■ MATERIAL PROVIDED:
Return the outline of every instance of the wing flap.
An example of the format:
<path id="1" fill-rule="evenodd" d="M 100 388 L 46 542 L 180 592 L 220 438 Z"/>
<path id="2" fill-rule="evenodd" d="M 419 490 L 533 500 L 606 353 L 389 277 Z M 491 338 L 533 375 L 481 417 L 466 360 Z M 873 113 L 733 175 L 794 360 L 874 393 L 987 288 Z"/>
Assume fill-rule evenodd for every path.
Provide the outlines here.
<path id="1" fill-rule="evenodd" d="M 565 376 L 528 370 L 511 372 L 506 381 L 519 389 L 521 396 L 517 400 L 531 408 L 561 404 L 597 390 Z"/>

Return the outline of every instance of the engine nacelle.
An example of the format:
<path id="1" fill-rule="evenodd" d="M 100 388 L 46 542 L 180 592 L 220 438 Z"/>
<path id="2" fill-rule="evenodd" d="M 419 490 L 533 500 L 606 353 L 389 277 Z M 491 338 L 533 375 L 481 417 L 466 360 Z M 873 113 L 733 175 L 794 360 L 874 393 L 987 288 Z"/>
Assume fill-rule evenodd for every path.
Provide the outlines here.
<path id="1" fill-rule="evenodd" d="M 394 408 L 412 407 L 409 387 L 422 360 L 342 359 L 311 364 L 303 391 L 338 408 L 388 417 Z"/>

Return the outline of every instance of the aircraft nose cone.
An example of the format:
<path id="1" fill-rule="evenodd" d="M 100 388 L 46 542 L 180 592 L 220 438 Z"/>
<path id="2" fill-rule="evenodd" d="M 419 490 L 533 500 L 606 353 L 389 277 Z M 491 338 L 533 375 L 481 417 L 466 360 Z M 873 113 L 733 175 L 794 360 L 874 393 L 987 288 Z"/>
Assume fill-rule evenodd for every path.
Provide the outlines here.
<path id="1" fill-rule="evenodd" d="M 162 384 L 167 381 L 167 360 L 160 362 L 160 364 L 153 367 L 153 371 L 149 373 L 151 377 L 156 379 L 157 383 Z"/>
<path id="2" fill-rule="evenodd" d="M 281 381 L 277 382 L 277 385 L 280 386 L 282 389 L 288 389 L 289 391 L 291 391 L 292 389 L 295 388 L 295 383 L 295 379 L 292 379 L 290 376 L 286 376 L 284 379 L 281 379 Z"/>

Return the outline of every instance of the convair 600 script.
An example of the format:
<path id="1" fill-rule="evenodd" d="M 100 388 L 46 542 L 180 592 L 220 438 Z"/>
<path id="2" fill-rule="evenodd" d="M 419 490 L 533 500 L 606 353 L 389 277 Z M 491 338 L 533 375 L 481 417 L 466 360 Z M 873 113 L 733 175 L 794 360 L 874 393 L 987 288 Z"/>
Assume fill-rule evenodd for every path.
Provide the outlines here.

■ TRY IT:
For every line above that includes the string "Return", copy the line.

■ WRITTEN RESPONSE:
Return the outline of every instance of the wing flap.
Return the outline of every instance of the engine nacelle.
Return the outline of every instance of the aircraft nose cone.
Return the outline of every instance of the convair 600 script.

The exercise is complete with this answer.